[Opening RECORDS PROVIDED section]

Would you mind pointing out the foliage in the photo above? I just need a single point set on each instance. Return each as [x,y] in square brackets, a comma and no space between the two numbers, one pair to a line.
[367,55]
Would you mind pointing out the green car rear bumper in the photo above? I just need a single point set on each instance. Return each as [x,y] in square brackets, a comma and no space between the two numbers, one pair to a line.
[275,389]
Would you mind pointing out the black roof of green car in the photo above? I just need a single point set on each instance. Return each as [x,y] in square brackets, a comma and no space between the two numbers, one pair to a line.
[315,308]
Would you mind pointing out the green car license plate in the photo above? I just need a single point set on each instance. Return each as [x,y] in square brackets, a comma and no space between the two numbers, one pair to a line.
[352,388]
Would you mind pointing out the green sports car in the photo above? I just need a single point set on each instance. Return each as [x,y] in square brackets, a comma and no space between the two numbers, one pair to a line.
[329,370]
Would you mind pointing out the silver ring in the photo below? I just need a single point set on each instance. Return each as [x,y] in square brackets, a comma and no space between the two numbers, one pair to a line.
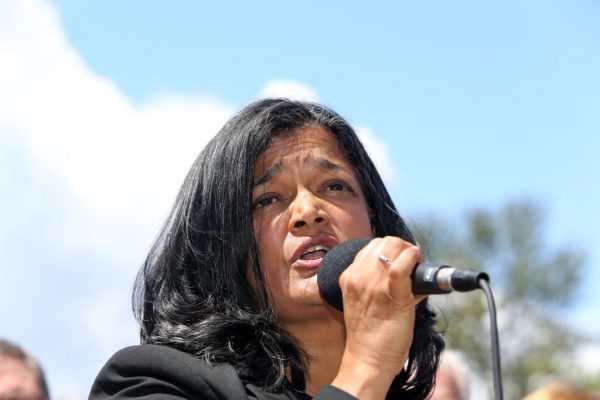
[384,258]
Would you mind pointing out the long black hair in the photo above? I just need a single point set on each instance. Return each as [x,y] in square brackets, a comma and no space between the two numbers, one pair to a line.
[193,293]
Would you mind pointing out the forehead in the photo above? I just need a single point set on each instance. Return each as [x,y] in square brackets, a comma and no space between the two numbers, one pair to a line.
[312,143]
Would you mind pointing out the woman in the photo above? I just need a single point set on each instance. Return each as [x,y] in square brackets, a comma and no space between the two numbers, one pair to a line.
[227,299]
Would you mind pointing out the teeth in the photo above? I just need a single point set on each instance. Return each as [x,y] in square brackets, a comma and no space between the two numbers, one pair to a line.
[316,248]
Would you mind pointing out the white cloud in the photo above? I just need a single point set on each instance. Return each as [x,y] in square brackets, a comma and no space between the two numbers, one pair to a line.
[378,151]
[86,178]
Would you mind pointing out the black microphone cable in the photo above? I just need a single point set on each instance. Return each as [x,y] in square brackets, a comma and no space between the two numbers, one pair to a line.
[495,342]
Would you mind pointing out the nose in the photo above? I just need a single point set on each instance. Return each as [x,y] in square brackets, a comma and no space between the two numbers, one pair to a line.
[307,213]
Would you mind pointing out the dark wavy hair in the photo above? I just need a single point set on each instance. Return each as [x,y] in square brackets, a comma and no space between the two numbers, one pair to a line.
[193,293]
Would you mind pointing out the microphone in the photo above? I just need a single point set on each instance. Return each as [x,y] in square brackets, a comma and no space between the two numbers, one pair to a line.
[427,278]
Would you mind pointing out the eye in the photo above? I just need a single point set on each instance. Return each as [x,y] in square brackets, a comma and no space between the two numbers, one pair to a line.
[264,201]
[338,186]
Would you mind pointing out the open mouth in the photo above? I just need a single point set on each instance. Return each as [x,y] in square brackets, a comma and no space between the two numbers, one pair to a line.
[314,253]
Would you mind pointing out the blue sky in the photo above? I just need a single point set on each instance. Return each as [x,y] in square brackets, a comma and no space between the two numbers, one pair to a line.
[103,106]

[Closing RECORDS PROVIDED section]

*EXERCISE AIM:*
Leave the pictures out and reproduce every record above exactly.

*RESPONSE TO THIS EXERCISE:*
Would you mind pointing out the foliage in the photo above? I just need a single point set on each instance. Return each as [x,y] in square brackets, a comma and no space between the two numbers, one pair to a line.
[367,55]
Would you mind pointing out the green car rear bumper in the photo above? I just need a single point set on each instance. Return each as [x,y] in square brackets, a comma and no space between the two numbers, one pair to a line.
[275,389]
Would you mind pointing out the black roof of green car in the photo above? I just need a single point set on each instance. Return each as [x,y] in square brackets, a comma and no space between the two numbers, one pair to a line.
[315,308]
Would you mind pointing out the green car license plate in the photo above? I just need a single point set on each instance. Return each as [x,y] in square brackets, a comma and no space between the two numbers, one pair to a line.
[352,388]
Would you mind pointing out the green sports car in the photo above? I just need a single point set on each instance. Return each as [x,y] in square brackets, a comma and no space between the two numbers, one pair to a line.
[329,370]
Would you mind pointing out the silver ring in the photo below? I just need a single point set on each instance. Return each as [x,y] in square brackets, a comma and no space between the two numbers, one pair to a line.
[384,258]
Would you mind pointing out the long black hair in the photo above? I just need a single point set on each instance. Return each as [x,y] in square brackets, a comma and no space between the two numbers, one pair to a line.
[193,293]
Would you mind pointing out the forehead in the photo above? I just need a single point set on each instance. Return each as [x,y] in square brackets, a comma and no space between the two numbers, one pair to a line.
[312,143]
Would you mind pointing out the woman in the photo above? I just need a single point set on each instance. Return each as [x,y] in square brackets, a comma and no space between the two numbers, one pair to a line.
[227,299]
Would you mind pointing out the teeth in the photo above? I just need a single point set on each instance. Return each as [x,y] in square brackets, a comma and no space between the two numbers, one pair to a line.
[316,248]
Would you mind pointing out the white cloud in the photo above? I just need a single point set on each instance. Return each as [x,y] in square brackets, a comma and no space between the two numbers, one pair to a line.
[378,151]
[86,178]
Would you mind pointing out the black microphone cable in the photo above? I just need a single point set on each instance. Return each as [x,y] in square brackets, a comma and no space between the two numbers, one pair to a line.
[495,342]
Would you mind pointing out the nose in the photo above? I just need a single point set on each instance. Return each as [x,y] in square brackets, a comma and no space between the two numbers, one pair to a line.
[307,213]
Would you mind pointing out the dark wavy hair in the photo above? I just need a single point set on each instance. Return each as [x,y] in square brackets, a comma and no space between the two numbers, one pair to a line.
[193,293]
Would you mind pointing out the microphone in the photo above? I just need a single point set on each instance. Return each as [x,y] in square brackets, a comma and no space between the two numbers, one pair to a line.
[427,278]
Would you mind pointing out the eye in the photo above? I just need a single point set on each instance. Return each as [x,y] in square brackets, a comma and no space between the two numbers, one pair to a line.
[264,201]
[338,186]
Would you mind pointing out the open mouth in the photo above? I just need a single point set on each instance. Return each as [x,y] in square brackets, a comma and no space between the two numbers, one pair to a line.
[314,253]
Would you mind pointing out the blue sky in the photo above? I just need a single point set on each instance. Return each as [x,y] in square brackets, a comma and no space between the two numbers, one pair to a line.
[103,106]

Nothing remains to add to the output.